• _WHAT IS ASKED_:
Copy all of the data below, changing each "top-left corner" to "upper-left corner" and keeping everything else the same. Leave the pictures out of your answer.

• _RECORDS FOR THIS TASK_:
┄┄┄┄┄┄
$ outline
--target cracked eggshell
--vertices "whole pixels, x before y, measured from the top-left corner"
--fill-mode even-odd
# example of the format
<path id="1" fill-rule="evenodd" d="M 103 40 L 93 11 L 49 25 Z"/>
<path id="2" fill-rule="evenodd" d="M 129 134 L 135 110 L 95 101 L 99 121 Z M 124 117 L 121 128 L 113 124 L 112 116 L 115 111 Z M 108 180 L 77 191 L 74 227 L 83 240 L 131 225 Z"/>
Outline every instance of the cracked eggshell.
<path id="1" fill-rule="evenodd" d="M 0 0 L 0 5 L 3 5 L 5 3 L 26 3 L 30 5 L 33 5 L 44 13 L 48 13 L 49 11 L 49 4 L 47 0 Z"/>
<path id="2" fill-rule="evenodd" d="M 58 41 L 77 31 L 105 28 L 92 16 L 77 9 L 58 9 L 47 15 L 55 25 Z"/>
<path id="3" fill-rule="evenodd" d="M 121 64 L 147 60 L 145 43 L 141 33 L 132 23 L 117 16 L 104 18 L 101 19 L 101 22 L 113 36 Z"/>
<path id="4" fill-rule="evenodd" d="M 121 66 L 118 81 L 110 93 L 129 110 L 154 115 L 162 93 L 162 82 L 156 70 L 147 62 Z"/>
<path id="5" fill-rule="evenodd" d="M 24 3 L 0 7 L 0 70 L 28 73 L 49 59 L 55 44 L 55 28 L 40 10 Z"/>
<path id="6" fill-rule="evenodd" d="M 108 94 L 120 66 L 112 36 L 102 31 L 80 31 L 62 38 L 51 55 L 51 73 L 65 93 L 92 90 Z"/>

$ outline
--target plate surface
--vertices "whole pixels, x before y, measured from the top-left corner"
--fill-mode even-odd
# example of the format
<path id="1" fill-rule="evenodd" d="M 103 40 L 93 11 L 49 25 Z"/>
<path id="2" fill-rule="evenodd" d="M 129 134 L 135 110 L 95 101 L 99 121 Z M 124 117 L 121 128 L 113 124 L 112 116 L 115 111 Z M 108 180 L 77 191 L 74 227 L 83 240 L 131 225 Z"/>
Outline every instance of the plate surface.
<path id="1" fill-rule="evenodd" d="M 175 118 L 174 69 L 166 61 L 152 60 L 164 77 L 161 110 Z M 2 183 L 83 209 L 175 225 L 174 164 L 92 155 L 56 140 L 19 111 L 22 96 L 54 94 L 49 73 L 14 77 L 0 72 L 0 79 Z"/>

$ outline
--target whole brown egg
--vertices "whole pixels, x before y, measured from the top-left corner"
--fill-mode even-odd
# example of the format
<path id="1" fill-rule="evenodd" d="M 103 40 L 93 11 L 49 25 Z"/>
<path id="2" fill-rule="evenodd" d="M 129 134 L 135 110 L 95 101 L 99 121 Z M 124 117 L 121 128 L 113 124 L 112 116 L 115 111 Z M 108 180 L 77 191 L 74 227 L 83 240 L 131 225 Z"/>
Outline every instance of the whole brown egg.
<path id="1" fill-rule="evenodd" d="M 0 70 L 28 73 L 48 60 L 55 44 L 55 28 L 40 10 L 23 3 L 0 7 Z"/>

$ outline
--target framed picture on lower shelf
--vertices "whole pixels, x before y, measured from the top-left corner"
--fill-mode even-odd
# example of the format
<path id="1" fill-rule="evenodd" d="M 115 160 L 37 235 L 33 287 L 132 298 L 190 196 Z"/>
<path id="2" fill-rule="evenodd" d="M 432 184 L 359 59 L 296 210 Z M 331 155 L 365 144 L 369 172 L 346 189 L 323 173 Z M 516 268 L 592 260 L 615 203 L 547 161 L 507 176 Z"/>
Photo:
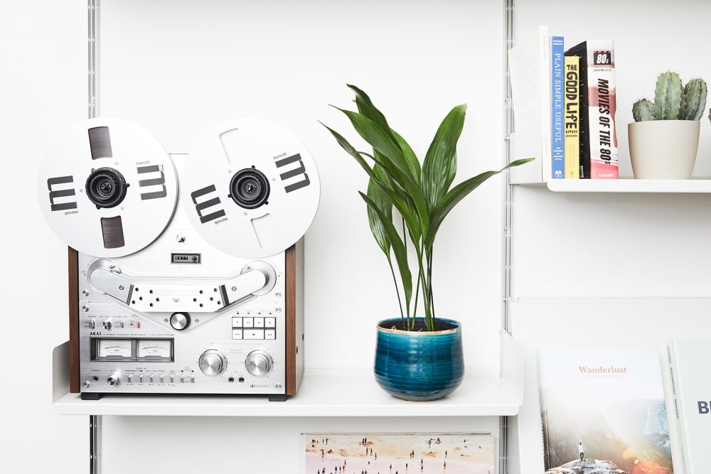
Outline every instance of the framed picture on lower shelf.
<path id="1" fill-rule="evenodd" d="M 494 474 L 491 433 L 304 433 L 304 474 Z"/>

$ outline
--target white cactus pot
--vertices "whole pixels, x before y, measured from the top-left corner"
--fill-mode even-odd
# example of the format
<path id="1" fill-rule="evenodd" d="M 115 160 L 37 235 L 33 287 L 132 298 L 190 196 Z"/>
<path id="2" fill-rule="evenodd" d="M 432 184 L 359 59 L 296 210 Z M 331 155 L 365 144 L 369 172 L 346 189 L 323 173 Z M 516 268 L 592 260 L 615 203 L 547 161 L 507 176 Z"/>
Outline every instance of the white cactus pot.
<path id="1" fill-rule="evenodd" d="M 699 149 L 698 120 L 649 120 L 627 125 L 636 179 L 690 179 Z"/>

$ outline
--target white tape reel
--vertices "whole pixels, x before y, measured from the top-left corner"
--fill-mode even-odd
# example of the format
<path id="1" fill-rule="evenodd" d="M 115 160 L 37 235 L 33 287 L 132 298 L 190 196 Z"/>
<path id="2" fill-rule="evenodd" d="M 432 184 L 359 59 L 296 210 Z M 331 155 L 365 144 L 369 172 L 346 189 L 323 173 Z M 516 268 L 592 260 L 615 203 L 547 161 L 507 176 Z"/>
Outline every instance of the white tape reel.
<path id="1" fill-rule="evenodd" d="M 276 254 L 300 239 L 319 207 L 319 173 L 294 135 L 269 122 L 236 119 L 191 150 L 181 200 L 208 243 L 243 258 Z"/>
<path id="2" fill-rule="evenodd" d="M 122 257 L 155 240 L 177 201 L 170 156 L 139 126 L 111 118 L 75 124 L 51 146 L 38 179 L 40 207 L 68 245 Z"/>

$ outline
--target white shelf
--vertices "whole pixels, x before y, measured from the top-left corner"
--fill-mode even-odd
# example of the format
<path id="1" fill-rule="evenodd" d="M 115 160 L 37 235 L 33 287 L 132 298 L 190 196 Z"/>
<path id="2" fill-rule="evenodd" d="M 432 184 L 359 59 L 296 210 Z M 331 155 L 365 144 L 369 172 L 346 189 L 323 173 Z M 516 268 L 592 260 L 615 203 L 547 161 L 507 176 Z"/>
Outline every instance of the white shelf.
<path id="1" fill-rule="evenodd" d="M 53 352 L 54 407 L 66 415 L 183 416 L 498 416 L 520 406 L 499 377 L 465 376 L 454 393 L 433 402 L 400 400 L 375 383 L 372 370 L 306 370 L 296 395 L 286 402 L 227 395 L 105 395 L 82 400 L 69 392 L 68 343 Z"/>
<path id="2" fill-rule="evenodd" d="M 711 193 L 708 179 L 550 179 L 545 185 L 558 193 Z"/>

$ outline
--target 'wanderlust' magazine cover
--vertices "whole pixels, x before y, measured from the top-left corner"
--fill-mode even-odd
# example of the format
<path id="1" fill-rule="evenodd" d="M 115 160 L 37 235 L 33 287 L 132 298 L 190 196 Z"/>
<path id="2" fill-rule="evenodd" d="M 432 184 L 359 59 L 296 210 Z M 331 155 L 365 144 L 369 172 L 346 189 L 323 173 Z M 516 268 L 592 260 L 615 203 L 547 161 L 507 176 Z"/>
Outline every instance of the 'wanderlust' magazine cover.
<path id="1" fill-rule="evenodd" d="M 657 349 L 540 349 L 546 474 L 671 474 Z"/>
┄┄┄┄┄┄
• _RESPONSE TO THIS TASK_:
$ outline
--target cracked eggshell
--vertices "whole pixels, x before y, measured from the upper-left corner"
--fill-mode even-odd
# example of the format
<path id="1" fill-rule="evenodd" d="M 103 40 L 93 11 L 49 25 Z"/>
<path id="2" fill-rule="evenodd" d="M 129 134 L 135 110 L 95 101 L 99 121 Z M 124 117 L 121 128 L 113 124 L 112 116 L 115 111 Z M 108 180 L 77 191 L 74 227 L 83 240 L 131 225 Z"/>
Outline every instance of the cracked eggshell.
<path id="1" fill-rule="evenodd" d="M 0 0 L 0 5 L 3 5 L 5 3 L 26 3 L 30 5 L 33 5 L 44 13 L 48 13 L 49 11 L 49 4 L 47 0 Z"/>
<path id="2" fill-rule="evenodd" d="M 58 41 L 77 31 L 105 28 L 92 16 L 77 9 L 58 9 L 47 15 L 55 25 Z"/>
<path id="3" fill-rule="evenodd" d="M 121 64 L 147 60 L 145 43 L 141 33 L 132 23 L 117 16 L 104 18 L 101 19 L 101 22 L 113 36 Z"/>
<path id="4" fill-rule="evenodd" d="M 121 66 L 118 81 L 110 93 L 129 110 L 154 115 L 162 93 L 162 82 L 156 70 L 147 62 Z"/>
<path id="5" fill-rule="evenodd" d="M 24 3 L 0 7 L 0 70 L 28 73 L 49 59 L 55 44 L 55 28 L 40 10 Z"/>
<path id="6" fill-rule="evenodd" d="M 108 94 L 120 66 L 112 36 L 102 31 L 80 31 L 62 38 L 51 55 L 51 73 L 65 93 L 92 90 Z"/>

$ outline
--target plate surface
--vertices "whole pixels, x before y, measured from the upper-left corner"
--fill-mode even-odd
# example of the format
<path id="1" fill-rule="evenodd" d="M 103 40 L 93 11 L 49 25 Z"/>
<path id="2" fill-rule="evenodd" d="M 129 134 L 135 110 L 95 101 L 99 121 Z M 124 117 L 121 128 L 113 124 L 112 116 L 115 111 Z M 108 180 L 77 191 L 74 227 L 83 240 L 131 225 Z"/>
Outline every instance of the plate surface.
<path id="1" fill-rule="evenodd" d="M 175 118 L 174 69 L 166 61 L 152 60 L 164 77 L 161 110 Z M 2 183 L 83 209 L 175 225 L 174 164 L 92 155 L 56 140 L 19 111 L 22 96 L 54 94 L 49 73 L 14 77 L 0 72 L 0 79 Z"/>

$ outline
--target whole brown egg
--vertices "whole pixels, x before y, measured from the upper-left corner"
--fill-mode even-odd
# example of the format
<path id="1" fill-rule="evenodd" d="M 103 40 L 93 11 L 49 25 Z"/>
<path id="2" fill-rule="evenodd" d="M 129 134 L 135 110 L 95 101 L 99 121 Z M 124 117 L 121 128 L 113 124 L 112 116 L 115 111 Z M 108 180 L 77 191 L 74 227 L 83 240 L 131 225 Z"/>
Outline every instance of the whole brown egg.
<path id="1" fill-rule="evenodd" d="M 0 70 L 28 73 L 48 60 L 55 44 L 55 28 L 40 10 L 23 3 L 0 7 Z"/>

$ outline
--target framed picture on lower shelf
--vertices "whole pixels, x before y, measured from the upper-left corner"
--fill-mode even-odd
# example of the format
<path id="1" fill-rule="evenodd" d="M 115 160 L 37 235 L 33 287 L 132 298 L 190 196 Z"/>
<path id="2" fill-rule="evenodd" d="M 432 184 L 359 59 L 296 210 Z M 331 155 L 365 144 L 369 172 L 346 189 L 323 173 Z M 516 268 L 592 260 L 615 203 L 547 161 L 507 176 Z"/>
Photo:
Outline every instance of the framed picture on lower shelf.
<path id="1" fill-rule="evenodd" d="M 494 474 L 491 433 L 304 433 L 304 474 Z"/>

$ outline
--target white cactus pot
--vertices "whole pixels, x before y, measured from the upper-left corner"
--fill-mode even-odd
# example of the format
<path id="1" fill-rule="evenodd" d="M 115 160 L 37 235 L 33 287 L 132 298 L 190 196 Z"/>
<path id="2" fill-rule="evenodd" d="M 432 184 L 359 59 L 296 210 Z M 331 155 L 365 144 L 369 172 L 346 189 L 323 173 Z M 516 268 L 592 260 L 615 203 L 547 161 L 507 176 Z"/>
Outline every instance of the white cactus pot.
<path id="1" fill-rule="evenodd" d="M 699 149 L 698 120 L 649 120 L 627 125 L 636 179 L 690 179 Z"/>

$ outline
--target white tape reel
--vertices "whole pixels, x before y, measured from the upper-left corner"
--fill-mode even-odd
# example of the format
<path id="1" fill-rule="evenodd" d="M 115 160 L 37 235 L 33 287 L 132 298 L 190 196 Z"/>
<path id="2" fill-rule="evenodd" d="M 432 184 L 359 59 L 296 210 Z M 331 155 L 365 144 L 369 172 L 346 189 L 323 173 Z M 516 268 L 592 260 L 615 203 L 547 161 L 507 176 Z"/>
Outline every instance of the white tape reel.
<path id="1" fill-rule="evenodd" d="M 276 254 L 300 239 L 319 207 L 319 173 L 294 135 L 269 122 L 236 119 L 191 150 L 181 200 L 208 243 L 243 258 Z"/>
<path id="2" fill-rule="evenodd" d="M 122 257 L 155 240 L 177 201 L 170 156 L 139 126 L 111 118 L 75 124 L 51 146 L 38 179 L 40 207 L 68 245 Z"/>

$ outline
--target white shelf
--vertices "whole pixels, x before y, measured from the upper-left corner"
--fill-mode even-odd
# example of the format
<path id="1" fill-rule="evenodd" d="M 115 160 L 37 235 L 33 287 L 132 298 L 190 196 Z"/>
<path id="2" fill-rule="evenodd" d="M 432 184 L 359 59 L 296 210 Z M 331 155 L 365 144 L 369 172 L 346 189 L 323 173 Z M 516 268 L 592 260 L 615 203 L 547 161 L 507 176 Z"/>
Outline every instance of the white shelf.
<path id="1" fill-rule="evenodd" d="M 53 352 L 54 407 L 66 415 L 183 416 L 498 416 L 520 406 L 499 377 L 465 376 L 454 393 L 433 402 L 400 400 L 375 383 L 372 370 L 306 370 L 296 395 L 286 402 L 227 395 L 105 395 L 82 400 L 69 392 L 68 343 Z"/>
<path id="2" fill-rule="evenodd" d="M 711 193 L 708 179 L 550 179 L 545 185 L 558 193 Z"/>

$ outline
--target 'wanderlust' magazine cover
--vertices "whole pixels, x before y, measured from the upper-left corner"
--fill-mode even-odd
# example of the format
<path id="1" fill-rule="evenodd" d="M 115 160 L 37 235 L 33 287 L 132 298 L 190 196 Z"/>
<path id="2" fill-rule="evenodd" d="M 432 184 L 359 59 L 296 210 Z M 331 155 L 365 144 L 369 172 L 346 189 L 323 173 Z M 516 268 L 592 260 L 615 203 L 547 161 L 507 176 Z"/>
Outline every instance of the 'wanderlust' magazine cover.
<path id="1" fill-rule="evenodd" d="M 657 349 L 540 349 L 546 474 L 671 474 Z"/>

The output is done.